#### DATA TO USE ####
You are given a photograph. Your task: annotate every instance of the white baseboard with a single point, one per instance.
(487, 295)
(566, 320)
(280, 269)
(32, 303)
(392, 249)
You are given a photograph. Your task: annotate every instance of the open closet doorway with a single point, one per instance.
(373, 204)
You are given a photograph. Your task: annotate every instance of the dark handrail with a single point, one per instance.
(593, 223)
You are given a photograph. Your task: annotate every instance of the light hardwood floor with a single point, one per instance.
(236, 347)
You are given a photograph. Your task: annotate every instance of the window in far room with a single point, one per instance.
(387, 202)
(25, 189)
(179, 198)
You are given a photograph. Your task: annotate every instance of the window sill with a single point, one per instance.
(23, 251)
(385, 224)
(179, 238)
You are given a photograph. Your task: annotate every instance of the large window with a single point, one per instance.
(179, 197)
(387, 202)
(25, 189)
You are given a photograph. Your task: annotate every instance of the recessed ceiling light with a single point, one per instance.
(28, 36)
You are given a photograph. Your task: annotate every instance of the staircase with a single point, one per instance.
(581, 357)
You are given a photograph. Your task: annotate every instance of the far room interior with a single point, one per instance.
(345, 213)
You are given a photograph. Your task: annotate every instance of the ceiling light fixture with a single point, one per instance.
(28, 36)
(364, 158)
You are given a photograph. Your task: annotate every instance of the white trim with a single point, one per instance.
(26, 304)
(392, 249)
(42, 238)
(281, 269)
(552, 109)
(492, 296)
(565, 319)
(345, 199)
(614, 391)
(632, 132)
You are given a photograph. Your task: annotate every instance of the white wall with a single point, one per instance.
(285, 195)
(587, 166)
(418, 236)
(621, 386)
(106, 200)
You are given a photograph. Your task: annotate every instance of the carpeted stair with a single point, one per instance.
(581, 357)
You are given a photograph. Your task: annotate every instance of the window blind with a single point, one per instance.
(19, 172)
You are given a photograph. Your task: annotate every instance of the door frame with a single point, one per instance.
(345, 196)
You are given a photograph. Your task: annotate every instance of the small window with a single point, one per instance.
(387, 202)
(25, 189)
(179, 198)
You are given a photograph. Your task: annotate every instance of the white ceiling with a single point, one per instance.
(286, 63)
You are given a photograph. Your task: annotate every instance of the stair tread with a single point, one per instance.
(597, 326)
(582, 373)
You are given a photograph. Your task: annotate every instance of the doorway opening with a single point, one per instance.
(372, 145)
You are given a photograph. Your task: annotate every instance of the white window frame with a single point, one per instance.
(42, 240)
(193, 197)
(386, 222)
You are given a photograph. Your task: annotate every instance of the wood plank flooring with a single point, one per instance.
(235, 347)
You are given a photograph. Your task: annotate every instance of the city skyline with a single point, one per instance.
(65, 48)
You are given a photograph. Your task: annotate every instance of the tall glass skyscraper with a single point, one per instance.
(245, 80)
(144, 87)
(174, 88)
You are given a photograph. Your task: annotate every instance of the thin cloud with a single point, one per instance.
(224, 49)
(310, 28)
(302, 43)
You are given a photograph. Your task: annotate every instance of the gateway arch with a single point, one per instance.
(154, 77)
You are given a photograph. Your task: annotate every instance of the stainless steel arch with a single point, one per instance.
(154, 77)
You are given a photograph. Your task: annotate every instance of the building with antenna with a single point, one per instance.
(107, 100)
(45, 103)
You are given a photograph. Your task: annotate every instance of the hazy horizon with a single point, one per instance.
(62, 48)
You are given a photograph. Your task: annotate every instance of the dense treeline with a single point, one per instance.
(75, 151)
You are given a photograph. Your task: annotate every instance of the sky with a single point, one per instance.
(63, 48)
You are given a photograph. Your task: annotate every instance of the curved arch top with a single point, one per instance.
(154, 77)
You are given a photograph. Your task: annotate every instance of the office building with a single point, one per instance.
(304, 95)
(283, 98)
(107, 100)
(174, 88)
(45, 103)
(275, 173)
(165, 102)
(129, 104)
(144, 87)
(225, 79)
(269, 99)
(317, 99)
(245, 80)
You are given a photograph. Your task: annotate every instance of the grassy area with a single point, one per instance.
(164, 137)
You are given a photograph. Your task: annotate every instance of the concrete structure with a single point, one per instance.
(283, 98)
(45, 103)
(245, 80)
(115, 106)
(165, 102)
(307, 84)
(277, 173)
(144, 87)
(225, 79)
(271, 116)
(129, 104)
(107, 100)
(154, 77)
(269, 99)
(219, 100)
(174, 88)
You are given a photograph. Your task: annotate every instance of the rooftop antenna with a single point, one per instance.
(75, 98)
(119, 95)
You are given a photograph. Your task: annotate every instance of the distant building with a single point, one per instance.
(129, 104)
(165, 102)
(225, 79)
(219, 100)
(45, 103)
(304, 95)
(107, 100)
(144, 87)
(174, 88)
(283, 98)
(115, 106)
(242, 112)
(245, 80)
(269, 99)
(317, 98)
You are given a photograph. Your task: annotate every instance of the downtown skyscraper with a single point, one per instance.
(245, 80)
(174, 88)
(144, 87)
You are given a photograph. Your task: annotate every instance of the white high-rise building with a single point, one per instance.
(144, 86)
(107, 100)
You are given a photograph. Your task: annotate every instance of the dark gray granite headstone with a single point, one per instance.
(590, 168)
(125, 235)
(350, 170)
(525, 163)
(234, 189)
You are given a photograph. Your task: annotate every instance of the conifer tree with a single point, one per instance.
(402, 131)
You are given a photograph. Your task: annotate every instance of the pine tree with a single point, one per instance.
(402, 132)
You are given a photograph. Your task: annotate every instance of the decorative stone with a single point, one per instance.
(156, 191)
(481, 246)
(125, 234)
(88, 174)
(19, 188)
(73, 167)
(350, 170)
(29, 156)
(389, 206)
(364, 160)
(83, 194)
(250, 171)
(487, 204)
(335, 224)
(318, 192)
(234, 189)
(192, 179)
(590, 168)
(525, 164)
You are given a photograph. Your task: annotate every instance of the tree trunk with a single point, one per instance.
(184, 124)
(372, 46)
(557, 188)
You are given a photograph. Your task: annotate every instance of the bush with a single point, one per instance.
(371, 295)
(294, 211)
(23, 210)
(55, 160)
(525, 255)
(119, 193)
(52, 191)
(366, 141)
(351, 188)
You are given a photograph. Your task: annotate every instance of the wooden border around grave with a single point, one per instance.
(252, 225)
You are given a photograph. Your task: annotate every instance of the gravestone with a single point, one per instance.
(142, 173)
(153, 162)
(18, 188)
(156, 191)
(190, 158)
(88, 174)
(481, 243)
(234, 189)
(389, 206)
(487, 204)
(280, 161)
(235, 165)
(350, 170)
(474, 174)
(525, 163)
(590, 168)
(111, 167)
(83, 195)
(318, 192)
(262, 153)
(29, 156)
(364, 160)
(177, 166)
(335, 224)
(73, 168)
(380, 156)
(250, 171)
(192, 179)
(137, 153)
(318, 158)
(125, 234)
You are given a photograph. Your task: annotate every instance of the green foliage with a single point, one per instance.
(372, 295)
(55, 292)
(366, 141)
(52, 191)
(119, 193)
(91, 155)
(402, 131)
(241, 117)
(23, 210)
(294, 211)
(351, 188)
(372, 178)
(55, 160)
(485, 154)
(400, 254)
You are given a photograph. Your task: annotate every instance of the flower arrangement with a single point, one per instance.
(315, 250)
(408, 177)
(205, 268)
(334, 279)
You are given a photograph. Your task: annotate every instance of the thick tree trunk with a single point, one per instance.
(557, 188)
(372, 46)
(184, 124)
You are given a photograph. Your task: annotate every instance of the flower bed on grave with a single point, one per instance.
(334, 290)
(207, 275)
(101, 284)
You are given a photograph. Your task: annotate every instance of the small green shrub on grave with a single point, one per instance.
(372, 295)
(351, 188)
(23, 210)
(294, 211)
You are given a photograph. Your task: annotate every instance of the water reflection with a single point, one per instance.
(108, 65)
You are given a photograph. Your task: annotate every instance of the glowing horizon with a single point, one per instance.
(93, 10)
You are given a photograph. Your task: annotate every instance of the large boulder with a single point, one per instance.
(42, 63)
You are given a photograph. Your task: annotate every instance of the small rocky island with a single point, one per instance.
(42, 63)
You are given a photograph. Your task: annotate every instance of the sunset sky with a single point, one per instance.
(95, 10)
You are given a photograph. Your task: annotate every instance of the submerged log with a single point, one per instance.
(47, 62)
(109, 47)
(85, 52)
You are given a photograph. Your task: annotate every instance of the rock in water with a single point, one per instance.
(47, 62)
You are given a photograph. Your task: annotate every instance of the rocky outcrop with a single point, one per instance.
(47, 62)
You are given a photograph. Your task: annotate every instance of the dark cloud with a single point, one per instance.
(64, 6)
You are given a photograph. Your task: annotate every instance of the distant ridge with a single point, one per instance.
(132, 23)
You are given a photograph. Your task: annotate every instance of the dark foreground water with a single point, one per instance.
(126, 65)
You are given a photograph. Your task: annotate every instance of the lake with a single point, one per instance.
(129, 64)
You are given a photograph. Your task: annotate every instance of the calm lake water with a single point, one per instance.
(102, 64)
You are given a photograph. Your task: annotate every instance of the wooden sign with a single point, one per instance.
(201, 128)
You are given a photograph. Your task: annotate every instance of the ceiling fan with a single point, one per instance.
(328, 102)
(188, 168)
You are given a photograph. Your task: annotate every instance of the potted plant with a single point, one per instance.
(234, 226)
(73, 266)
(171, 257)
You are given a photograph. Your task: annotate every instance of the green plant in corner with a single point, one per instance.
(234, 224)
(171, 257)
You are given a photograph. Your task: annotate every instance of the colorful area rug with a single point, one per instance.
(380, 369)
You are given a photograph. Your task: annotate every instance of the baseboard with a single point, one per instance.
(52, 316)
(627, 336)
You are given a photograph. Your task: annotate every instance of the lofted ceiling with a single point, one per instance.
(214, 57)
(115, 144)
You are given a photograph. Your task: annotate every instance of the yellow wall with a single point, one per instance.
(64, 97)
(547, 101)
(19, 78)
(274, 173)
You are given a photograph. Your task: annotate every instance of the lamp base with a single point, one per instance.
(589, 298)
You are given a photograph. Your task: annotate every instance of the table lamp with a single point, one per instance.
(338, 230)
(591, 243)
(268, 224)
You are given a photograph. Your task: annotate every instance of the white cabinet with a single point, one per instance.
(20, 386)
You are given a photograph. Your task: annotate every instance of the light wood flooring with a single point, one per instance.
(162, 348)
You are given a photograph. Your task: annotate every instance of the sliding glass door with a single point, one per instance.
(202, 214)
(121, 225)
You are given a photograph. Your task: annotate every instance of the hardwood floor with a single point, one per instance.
####
Please write out, exactly as they appear, the lines from the line containing "the light wood" through the last line of the records above, both included.

You are given a photograph. Your task: annotate every instance of the light wood flooring with a single point, one per instance.
(162, 348)
You are given a photograph. Your task: annotate every instance of the sliding glass door with a single point, one per instance.
(202, 214)
(121, 225)
You are given a photograph. Your task: annotate every instance of the hardwood floor with a single point, one per instance.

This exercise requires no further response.